**WHAT THE TASK REQUIRES**
Report each line of the data below in which "blurred" appears.

**Collection entries**
+++++

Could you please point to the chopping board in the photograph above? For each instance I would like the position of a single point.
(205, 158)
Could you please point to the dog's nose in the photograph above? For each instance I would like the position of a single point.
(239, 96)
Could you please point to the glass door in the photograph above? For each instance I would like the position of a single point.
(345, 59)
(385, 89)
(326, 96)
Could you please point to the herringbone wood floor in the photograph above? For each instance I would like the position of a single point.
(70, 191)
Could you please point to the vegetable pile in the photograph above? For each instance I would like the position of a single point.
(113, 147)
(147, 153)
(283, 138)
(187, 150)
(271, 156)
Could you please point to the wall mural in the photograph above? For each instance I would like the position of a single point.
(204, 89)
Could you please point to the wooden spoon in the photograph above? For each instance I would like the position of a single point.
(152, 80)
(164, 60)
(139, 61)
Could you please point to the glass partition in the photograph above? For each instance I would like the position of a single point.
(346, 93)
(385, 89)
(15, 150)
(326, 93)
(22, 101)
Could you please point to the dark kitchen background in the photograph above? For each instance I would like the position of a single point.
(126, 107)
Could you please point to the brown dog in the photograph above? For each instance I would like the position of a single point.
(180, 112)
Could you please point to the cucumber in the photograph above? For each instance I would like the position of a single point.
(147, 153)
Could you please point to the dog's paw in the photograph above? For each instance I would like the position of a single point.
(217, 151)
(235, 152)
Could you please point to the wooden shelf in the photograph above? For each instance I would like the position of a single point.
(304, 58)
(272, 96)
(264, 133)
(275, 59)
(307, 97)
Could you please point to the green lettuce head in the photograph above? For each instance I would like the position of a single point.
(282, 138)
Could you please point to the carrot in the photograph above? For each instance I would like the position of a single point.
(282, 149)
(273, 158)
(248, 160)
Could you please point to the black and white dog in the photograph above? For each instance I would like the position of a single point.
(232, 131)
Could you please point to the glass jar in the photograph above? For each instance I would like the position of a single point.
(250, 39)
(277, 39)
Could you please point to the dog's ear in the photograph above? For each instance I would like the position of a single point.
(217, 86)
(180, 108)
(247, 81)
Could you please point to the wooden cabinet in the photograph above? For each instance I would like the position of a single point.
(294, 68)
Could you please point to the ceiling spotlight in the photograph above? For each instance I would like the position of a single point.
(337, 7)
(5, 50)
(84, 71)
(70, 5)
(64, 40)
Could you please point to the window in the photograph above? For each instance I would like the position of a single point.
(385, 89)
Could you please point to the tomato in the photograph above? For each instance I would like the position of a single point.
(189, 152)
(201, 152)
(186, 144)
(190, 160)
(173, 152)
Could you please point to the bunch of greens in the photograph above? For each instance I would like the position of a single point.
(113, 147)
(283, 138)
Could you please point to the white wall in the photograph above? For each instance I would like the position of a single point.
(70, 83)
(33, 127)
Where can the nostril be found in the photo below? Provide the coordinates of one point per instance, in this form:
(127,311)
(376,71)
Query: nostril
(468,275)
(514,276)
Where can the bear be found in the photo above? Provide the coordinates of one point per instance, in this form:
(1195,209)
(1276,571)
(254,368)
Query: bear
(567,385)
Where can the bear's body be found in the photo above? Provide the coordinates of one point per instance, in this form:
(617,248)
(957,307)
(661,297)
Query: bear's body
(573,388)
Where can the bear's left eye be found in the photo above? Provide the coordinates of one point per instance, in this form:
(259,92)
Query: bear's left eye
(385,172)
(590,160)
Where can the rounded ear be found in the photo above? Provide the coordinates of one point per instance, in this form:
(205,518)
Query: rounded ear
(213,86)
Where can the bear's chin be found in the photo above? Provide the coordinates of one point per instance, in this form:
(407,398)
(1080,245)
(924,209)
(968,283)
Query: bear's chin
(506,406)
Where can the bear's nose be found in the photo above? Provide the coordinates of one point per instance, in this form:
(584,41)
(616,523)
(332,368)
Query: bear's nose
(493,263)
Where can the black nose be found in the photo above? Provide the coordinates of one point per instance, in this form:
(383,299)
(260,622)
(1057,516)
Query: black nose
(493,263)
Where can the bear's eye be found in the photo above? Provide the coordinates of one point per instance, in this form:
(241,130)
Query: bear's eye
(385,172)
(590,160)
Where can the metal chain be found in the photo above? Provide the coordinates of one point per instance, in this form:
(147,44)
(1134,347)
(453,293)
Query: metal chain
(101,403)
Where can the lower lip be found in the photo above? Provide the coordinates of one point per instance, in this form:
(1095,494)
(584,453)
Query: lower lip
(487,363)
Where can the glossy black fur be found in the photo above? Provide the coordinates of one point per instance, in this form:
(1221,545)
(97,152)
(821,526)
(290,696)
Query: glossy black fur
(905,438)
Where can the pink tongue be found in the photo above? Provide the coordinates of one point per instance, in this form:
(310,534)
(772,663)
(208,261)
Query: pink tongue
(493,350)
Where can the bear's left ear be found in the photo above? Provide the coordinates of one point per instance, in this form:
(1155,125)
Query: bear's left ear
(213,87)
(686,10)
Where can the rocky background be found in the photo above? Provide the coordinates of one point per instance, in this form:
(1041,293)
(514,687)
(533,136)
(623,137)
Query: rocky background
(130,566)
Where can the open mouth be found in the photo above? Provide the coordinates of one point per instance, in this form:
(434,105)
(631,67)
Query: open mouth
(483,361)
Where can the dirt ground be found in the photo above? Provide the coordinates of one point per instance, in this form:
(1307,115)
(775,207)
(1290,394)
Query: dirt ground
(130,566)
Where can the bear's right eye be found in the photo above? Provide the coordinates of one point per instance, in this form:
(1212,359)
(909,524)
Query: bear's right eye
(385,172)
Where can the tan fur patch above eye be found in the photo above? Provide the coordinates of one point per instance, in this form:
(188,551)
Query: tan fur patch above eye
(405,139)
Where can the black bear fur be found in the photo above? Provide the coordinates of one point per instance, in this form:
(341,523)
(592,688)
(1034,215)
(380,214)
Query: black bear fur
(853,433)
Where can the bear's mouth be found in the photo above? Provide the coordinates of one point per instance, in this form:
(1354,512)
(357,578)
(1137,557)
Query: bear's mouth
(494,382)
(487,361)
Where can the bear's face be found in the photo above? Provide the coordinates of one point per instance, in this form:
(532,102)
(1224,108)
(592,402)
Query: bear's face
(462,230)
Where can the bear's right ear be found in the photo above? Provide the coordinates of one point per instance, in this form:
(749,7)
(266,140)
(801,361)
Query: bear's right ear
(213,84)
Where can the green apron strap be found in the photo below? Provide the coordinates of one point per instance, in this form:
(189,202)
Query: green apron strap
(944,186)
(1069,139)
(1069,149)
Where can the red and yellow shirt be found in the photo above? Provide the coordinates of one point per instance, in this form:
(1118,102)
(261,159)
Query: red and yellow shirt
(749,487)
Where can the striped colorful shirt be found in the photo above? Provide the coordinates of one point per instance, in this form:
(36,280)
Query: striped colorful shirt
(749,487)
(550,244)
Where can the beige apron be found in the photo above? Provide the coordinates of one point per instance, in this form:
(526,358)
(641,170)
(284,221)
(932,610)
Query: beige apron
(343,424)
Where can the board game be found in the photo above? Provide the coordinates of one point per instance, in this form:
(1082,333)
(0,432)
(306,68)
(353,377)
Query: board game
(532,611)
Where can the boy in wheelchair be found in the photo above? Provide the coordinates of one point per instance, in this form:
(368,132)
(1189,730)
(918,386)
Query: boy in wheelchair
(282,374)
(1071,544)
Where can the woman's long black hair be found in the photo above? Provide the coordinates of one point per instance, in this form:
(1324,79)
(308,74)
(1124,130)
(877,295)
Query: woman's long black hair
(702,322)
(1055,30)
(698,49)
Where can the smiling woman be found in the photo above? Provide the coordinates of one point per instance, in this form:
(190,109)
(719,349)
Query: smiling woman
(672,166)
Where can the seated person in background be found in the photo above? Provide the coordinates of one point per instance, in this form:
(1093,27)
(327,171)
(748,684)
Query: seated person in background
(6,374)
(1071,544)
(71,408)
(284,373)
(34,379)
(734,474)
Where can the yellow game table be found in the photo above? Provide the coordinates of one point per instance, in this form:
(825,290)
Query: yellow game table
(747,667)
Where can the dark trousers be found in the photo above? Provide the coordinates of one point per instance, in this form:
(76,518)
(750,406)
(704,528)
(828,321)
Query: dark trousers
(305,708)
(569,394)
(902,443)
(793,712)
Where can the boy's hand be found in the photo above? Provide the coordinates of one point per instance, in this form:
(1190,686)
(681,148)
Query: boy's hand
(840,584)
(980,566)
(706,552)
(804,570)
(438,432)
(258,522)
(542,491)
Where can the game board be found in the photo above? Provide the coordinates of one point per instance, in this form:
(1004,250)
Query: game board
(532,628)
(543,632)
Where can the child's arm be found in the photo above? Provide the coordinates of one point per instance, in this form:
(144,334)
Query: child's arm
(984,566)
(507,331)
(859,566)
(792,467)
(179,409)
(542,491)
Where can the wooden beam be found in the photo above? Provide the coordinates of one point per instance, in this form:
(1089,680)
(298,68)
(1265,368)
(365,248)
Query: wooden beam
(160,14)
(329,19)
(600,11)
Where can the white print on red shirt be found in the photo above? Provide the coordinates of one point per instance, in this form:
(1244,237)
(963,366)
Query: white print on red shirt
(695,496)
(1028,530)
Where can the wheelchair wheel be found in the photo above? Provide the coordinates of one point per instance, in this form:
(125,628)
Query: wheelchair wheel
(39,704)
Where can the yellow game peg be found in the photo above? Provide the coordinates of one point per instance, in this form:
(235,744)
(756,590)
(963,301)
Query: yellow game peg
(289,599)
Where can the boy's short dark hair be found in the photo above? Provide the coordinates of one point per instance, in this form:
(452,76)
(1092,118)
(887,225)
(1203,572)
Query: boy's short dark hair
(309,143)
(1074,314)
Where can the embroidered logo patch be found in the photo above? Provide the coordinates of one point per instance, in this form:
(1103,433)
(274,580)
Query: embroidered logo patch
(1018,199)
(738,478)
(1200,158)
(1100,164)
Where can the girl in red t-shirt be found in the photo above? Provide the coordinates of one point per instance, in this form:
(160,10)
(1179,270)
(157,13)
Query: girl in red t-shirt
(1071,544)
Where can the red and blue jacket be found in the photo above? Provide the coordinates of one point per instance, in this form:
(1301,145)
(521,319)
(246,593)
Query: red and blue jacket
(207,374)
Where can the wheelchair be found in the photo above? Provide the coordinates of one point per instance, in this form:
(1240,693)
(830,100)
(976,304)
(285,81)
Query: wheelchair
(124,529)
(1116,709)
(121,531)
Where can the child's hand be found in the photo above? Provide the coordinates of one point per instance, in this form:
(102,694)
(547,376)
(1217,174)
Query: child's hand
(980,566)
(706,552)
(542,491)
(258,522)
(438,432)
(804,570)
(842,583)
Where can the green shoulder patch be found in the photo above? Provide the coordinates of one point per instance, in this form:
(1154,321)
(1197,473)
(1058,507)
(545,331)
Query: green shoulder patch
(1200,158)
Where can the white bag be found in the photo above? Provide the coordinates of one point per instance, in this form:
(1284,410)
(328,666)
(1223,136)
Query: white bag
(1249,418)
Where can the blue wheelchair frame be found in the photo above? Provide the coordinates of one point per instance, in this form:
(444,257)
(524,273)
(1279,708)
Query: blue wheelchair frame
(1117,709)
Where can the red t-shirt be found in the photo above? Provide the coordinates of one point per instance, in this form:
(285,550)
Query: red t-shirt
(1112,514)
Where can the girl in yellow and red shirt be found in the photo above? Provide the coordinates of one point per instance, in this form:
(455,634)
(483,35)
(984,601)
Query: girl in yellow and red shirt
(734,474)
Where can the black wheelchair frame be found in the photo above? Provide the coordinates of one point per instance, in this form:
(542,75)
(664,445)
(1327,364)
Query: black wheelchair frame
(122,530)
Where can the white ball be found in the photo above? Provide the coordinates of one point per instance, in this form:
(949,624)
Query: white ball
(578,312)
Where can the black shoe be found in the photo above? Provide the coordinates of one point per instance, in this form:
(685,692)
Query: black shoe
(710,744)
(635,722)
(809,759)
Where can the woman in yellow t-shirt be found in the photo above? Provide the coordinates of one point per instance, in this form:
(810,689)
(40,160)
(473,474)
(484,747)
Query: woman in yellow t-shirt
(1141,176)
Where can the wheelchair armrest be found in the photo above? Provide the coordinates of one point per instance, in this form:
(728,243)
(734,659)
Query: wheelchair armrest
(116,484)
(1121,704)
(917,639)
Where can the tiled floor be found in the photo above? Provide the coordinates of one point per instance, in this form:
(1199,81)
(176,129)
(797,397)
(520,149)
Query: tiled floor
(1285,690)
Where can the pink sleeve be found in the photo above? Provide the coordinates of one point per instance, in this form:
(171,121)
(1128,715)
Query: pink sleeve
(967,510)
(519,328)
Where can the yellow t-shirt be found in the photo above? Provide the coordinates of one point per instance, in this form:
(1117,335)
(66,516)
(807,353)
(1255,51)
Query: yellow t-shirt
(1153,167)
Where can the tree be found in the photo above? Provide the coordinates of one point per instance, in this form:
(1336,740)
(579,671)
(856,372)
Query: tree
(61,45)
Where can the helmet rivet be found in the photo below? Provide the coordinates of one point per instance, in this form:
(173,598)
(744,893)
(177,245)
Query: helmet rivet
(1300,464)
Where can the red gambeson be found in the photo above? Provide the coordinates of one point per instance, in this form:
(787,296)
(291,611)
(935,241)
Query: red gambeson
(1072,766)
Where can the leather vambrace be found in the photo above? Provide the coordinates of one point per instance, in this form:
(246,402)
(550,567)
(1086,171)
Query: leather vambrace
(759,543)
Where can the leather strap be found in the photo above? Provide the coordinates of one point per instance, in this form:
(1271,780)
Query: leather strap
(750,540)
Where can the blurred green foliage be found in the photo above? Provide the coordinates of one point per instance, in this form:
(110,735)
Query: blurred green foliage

+++++

**ANSWER TO THIS TASK**
Where can the blurred green foliage be found in the photo above? Provide the coordinates of one point per instance, in this form:
Query: blurred green foliage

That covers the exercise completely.